(Source data)
"""

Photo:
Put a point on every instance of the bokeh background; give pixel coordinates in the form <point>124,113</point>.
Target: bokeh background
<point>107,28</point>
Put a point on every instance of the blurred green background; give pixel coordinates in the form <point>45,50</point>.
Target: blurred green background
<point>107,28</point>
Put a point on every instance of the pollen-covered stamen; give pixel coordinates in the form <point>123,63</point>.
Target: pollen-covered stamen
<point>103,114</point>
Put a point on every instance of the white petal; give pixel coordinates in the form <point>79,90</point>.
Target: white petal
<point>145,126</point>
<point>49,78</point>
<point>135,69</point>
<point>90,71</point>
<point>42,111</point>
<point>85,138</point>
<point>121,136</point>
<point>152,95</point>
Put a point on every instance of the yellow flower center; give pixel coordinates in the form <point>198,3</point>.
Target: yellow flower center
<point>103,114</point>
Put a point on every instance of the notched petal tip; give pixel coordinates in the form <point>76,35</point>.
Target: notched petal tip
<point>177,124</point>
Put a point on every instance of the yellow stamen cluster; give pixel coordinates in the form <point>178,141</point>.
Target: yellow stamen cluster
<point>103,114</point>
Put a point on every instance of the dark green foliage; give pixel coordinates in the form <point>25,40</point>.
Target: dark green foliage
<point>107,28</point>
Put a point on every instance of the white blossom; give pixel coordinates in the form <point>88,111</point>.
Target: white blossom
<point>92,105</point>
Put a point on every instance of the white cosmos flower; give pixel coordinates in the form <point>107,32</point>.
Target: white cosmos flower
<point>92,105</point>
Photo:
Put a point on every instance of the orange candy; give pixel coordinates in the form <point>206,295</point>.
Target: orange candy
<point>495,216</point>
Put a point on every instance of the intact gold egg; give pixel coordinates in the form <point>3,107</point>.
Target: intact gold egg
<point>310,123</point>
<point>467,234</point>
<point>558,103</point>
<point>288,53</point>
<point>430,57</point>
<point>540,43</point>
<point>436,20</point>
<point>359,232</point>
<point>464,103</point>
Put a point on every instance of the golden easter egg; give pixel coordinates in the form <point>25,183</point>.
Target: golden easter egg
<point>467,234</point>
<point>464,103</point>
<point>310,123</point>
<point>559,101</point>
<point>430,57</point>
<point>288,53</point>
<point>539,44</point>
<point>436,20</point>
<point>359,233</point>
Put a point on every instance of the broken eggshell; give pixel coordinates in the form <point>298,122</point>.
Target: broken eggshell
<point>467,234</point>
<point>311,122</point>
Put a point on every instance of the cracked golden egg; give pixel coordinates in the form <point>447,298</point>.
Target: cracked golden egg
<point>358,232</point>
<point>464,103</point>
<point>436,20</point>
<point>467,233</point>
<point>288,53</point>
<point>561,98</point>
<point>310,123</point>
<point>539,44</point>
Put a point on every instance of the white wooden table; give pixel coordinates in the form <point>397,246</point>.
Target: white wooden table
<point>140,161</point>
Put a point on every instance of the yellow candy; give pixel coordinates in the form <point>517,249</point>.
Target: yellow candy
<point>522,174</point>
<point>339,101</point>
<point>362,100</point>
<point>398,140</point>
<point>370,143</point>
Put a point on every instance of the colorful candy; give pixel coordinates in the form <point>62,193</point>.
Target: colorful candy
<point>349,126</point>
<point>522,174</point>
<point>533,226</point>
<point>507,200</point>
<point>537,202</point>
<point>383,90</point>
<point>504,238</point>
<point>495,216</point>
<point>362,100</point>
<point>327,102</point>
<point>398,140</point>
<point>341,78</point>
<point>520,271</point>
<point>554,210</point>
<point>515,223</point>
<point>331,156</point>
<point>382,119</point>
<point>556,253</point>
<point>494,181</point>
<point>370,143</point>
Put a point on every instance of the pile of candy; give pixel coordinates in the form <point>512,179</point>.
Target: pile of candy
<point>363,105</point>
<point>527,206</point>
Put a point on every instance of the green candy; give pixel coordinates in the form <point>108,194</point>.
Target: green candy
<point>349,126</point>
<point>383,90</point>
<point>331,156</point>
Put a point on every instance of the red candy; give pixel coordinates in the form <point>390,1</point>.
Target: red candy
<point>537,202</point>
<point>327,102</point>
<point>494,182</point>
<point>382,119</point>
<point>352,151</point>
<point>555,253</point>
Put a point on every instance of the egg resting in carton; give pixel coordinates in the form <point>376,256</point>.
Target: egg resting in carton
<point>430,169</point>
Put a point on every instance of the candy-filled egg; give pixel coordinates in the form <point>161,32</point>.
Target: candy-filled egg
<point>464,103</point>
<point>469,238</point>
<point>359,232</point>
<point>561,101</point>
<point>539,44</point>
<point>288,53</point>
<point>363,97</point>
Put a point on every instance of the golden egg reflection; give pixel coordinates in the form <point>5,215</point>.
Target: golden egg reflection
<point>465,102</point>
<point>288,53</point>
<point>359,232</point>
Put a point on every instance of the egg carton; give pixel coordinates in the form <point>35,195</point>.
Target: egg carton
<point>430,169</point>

"""

=== TASK INSTRUCTIONS ===
Please render all of the records above as a numbered list, leaving out any blank lines.

=== THE ANSWER ===
1. Photo:
2. Put a point on every instance of the bokeh background; give pixel coordinates in the form <point>124,113</point>.
3. Target: bokeh background
4. <point>107,28</point>
5. Put a point on every instance of the blurred green background; give pixel coordinates in the form <point>45,50</point>.
6. Target: blurred green background
7. <point>107,28</point>
8. Put a point on every instance of the pollen-covered stamen; give pixel coordinates in the form <point>123,63</point>.
9. Target: pollen-covered stamen
10. <point>103,114</point>
11. Put a point on every instance of the white petal; give pixel coordinates in the form <point>79,90</point>.
12. Target: white petal
13. <point>145,126</point>
14. <point>49,78</point>
15. <point>135,69</point>
16. <point>90,71</point>
17. <point>42,111</point>
18. <point>85,138</point>
19. <point>121,136</point>
20. <point>152,95</point>
21. Put a point on every instance of the yellow flower center; give pixel coordinates in the form <point>198,3</point>.
22. Target: yellow flower center
23. <point>103,114</point>
24. Put a point on every instance of the notched petal tip; give pixel coordinates in the form <point>76,35</point>.
25. Target: notched petal tip
26. <point>177,124</point>
27. Put a point on every instance of the yellow stamen cluster; give pixel coordinates in the form <point>178,141</point>.
28. Target: yellow stamen cluster
29. <point>103,114</point>
30. Put a point on every instance of the dark green foliage; give pixel coordinates in the form <point>25,40</point>.
31. Target: dark green foliage
32. <point>107,28</point>
33. Put a point on every instance of the white blossom; give pixel coordinates in the form <point>88,111</point>.
34. Target: white blossom
35. <point>92,105</point>
36. Put a point on every instance of the white cosmos flower; give pixel coordinates in the form <point>107,32</point>.
37. Target: white cosmos flower
38. <point>92,105</point>
39. Photo:
40. Put a point on every instance of the orange candy; give pixel coordinates in the form <point>206,295</point>.
41. Target: orange candy
42. <point>495,216</point>
43. Put a point on every instance of the intact gold egg; give pixel coordinates in the form <point>3,107</point>.
44. Target: intact gold egg
45. <point>310,123</point>
46. <point>467,234</point>
47. <point>558,103</point>
48. <point>288,53</point>
49. <point>430,57</point>
50. <point>540,43</point>
51. <point>436,20</point>
52. <point>359,232</point>
53. <point>464,103</point>
54. Put a point on every instance of the golden easter egg; give pixel coordinates in the form <point>25,183</point>.
55. Target: golden easter egg
56. <point>467,234</point>
57. <point>464,103</point>
58. <point>310,123</point>
59. <point>559,101</point>
60. <point>430,57</point>
61. <point>288,53</point>
62. <point>539,44</point>
63. <point>436,20</point>
64. <point>359,233</point>
65. Put a point on every instance of the broken eggshell; give pixel coordinates in the form <point>298,122</point>.
66. Target: broken eggshell
67. <point>467,234</point>
68. <point>311,122</point>
69. Put a point on every instance of the cracked golden egg; give pixel coordinates in the form <point>447,298</point>.
70. Target: cracked golden egg
71. <point>358,232</point>
72. <point>464,103</point>
73. <point>436,20</point>
74. <point>467,233</point>
75. <point>288,53</point>
76. <point>561,98</point>
77. <point>310,123</point>
78. <point>539,44</point>
79. Put a point on every instance of the white wooden table; give pixel coordinates in the form <point>397,246</point>.
80. Target: white wooden table
81. <point>140,161</point>
82. Put a point on every instance of the yellow candy; give pixel coordinates in the form <point>517,249</point>.
83. Target: yellow candy
84. <point>522,174</point>
85. <point>339,101</point>
86. <point>362,100</point>
87. <point>398,140</point>
88. <point>370,143</point>
89. Put a point on every instance of the colorful candy; give pixel coordinates in the form <point>62,193</point>.
90. Target: colorful candy
91. <point>349,126</point>
92. <point>522,174</point>
93. <point>533,226</point>
94. <point>507,200</point>
95. <point>537,202</point>
96. <point>383,90</point>
97. <point>504,238</point>
98. <point>495,216</point>
99. <point>362,100</point>
100. <point>327,102</point>
101. <point>398,140</point>
102. <point>341,78</point>
103. <point>520,271</point>
104. <point>554,210</point>
105. <point>515,223</point>
106. <point>331,156</point>
107. <point>382,119</point>
108. <point>556,253</point>
109. <point>494,181</point>
110. <point>370,143</point>
111. Put a point on every instance of the pile of candy; give pixel coordinates in the form <point>512,179</point>.
112. Target: pile of candy
113. <point>363,105</point>
114. <point>527,206</point>
115. Put a point on every instance of the green candy; give pixel coordinates in the form <point>108,194</point>.
116. Target: green candy
117. <point>349,126</point>
118. <point>383,90</point>
119. <point>331,156</point>
120. Put a point on every instance of the red candy; give pixel coordinates in the form <point>390,1</point>.
121. Target: red candy
122. <point>537,202</point>
123. <point>327,102</point>
124. <point>494,182</point>
125. <point>382,119</point>
126. <point>352,151</point>
127. <point>555,253</point>
128. Put a point on every instance of the egg resting in carton; give pixel coordinates in the form <point>376,256</point>.
129. Target: egg resting in carton
130. <point>430,169</point>
131. Put a point on every instance of the candy-filled egg; give pixel coordinates in the form <point>161,32</point>.
132. Target: candy-filled egg
133. <point>464,103</point>
134. <point>469,238</point>
135. <point>359,232</point>
136. <point>561,101</point>
137. <point>539,44</point>
138. <point>288,53</point>
139. <point>363,97</point>
140. Put a point on every instance of the golden egg reflection; give pixel coordinates in the form <point>5,215</point>.
141. Target: golden egg reflection
142. <point>465,102</point>
143. <point>288,53</point>
144. <point>359,232</point>
145. Put a point on every instance of the egg carton; give pixel coordinates in the form <point>35,195</point>.
146. Target: egg carton
147. <point>430,169</point>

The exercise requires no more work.